* [本文]:
* * *

レポーター遺伝子アッセイとは
レポーター遺伝子とは、トランスフェクション後の遺伝子産物のアッセイを容易にするための遺伝子で、成功的に導入された細胞の選別や遺伝子発現調節の研究のためのマーカーとして、あるいはトランスフェクション効率の標準化のためのコントロールとして使用されます。理想的なレポーター遺伝子は、その研究で使用される細胞に含まれないか、天然型の遺伝子と容易に識別可能な遺伝子であり、簡便にアッセイ可能で、広範囲でリニアな検出範囲を持つものです。また、レポーター遺伝子の存在が導入された細胞の正常な生理機能や全般的な健康状態に影響しないことは重要です。
レポーター遺伝子は、構成的に発現するか、あるいはβ-ガラクトシダーゼシステムにおけるIPTGの誘導のような外的介入によって誘導的に発現します。一般的に、レポーター遺伝子アッセイはトランスフェクションの1~3日後に行いますが、アッセイの最適な時期は実験によって経験的に決定しなければなりません。

* * *

* [提供情報]:
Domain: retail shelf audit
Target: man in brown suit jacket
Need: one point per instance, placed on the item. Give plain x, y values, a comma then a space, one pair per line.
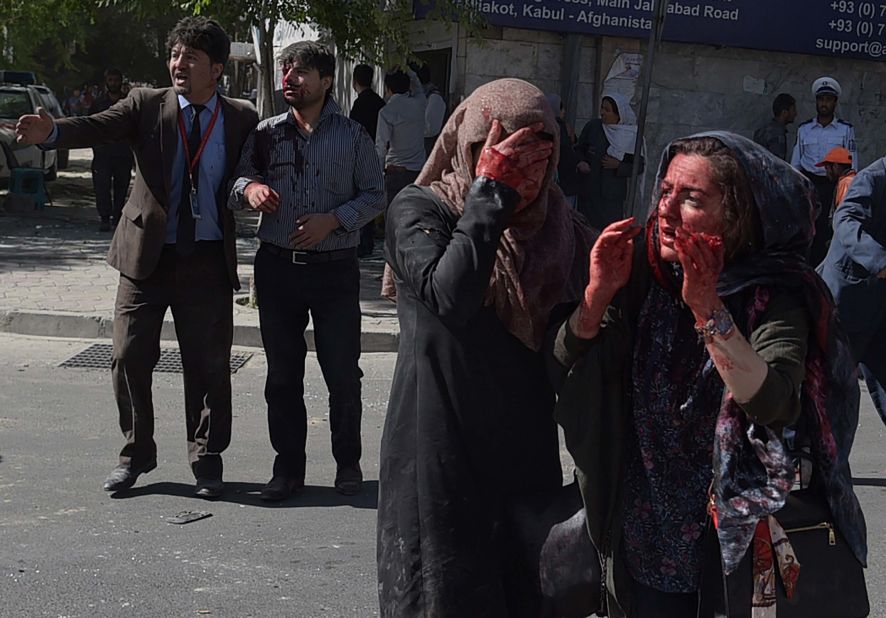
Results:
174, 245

* * *

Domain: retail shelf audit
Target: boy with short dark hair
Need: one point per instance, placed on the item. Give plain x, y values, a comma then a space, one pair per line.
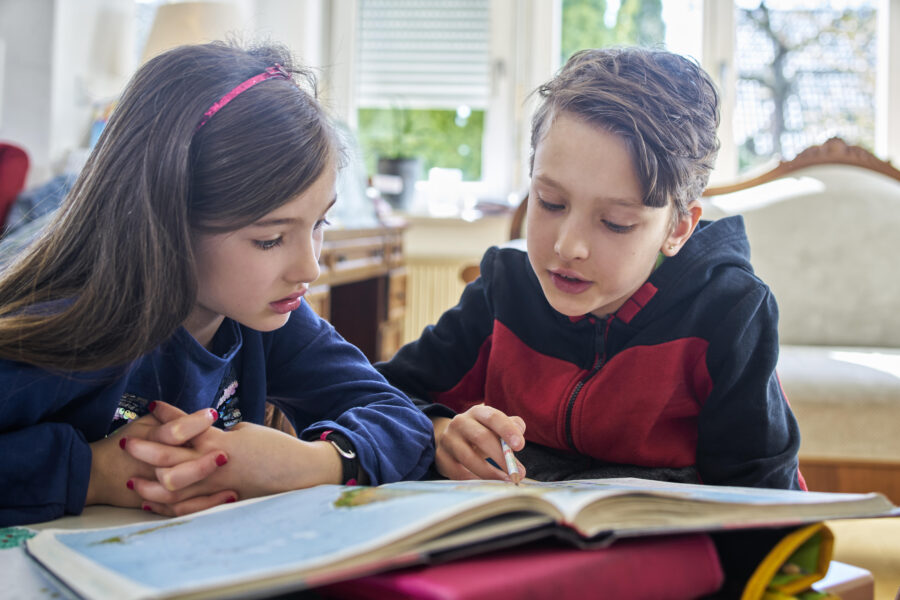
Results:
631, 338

* * *

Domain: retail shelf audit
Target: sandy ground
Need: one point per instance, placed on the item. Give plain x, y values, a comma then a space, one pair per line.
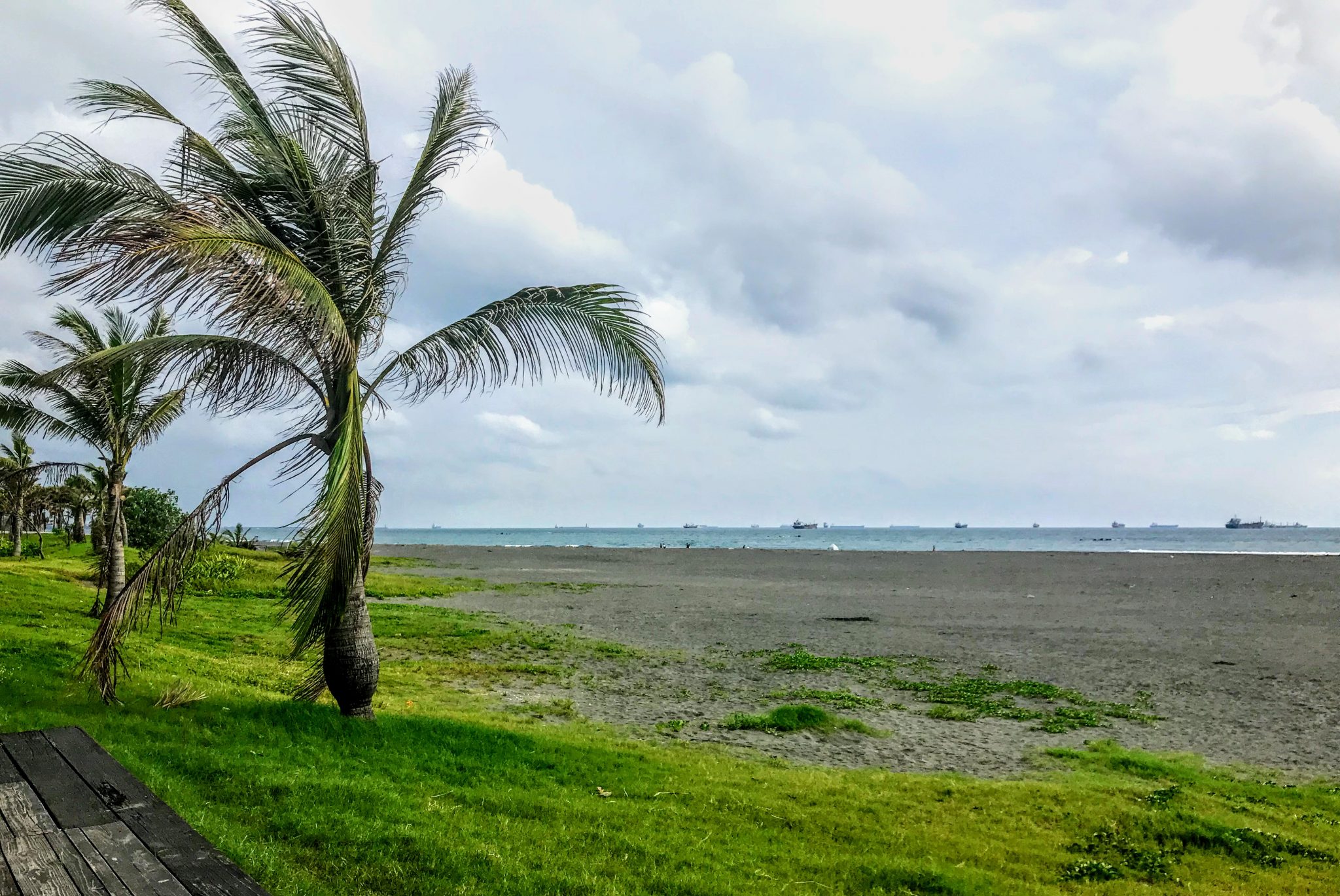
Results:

* * *

* [実施する作業]:
A: 本文から「レポーター遺伝子アッセイとは」を含む語句で書き始め、「に決定しなければなりません。」まで書いたところで終えて、その範囲を一字一句変えずに書き写してください。
B: 本文によると、レポーター遺伝子アッセイは一般的にトランスフェクションの何日後に行いますか。

* [順番どおりの回答]:
A:
レポーター遺伝子アッセイとは
レポーター遺伝子とは、トランスフェクション後の遺伝子産物のアッセイを容易にするための遺伝子で、成功的に導入された細胞の選別や遺伝子発現調節の研究のためのマーカーとして、あるいはトランスフェクション効率の標準化のためのコントロールとして使用されます。理想的なレポーター遺伝子は、その研究で使用される細胞に含まれないか、天然型の遺伝子と容易に識別可能な遺伝子であり、簡便にアッセイ可能で、広範囲でリニアな検出範囲を持つものです。また、レポーター遺伝子の存在が導入された細胞の正常な生理機能や全般的な健康状態に影響しないことは重要です。
レポーター遺伝子は、構成的に発現するか、あるいはβ-ガラクトシダーゼシステムにおけるIPTGの誘導のような外的介入によって誘導的に発現します。一般的に、レポーター遺伝子アッセイはトランスフェクションの1~3日後に行いますが、アッセイの最適な時期は実験によって経験的に決定しなければなりません。

B: トランスフェクションの1~3日後です。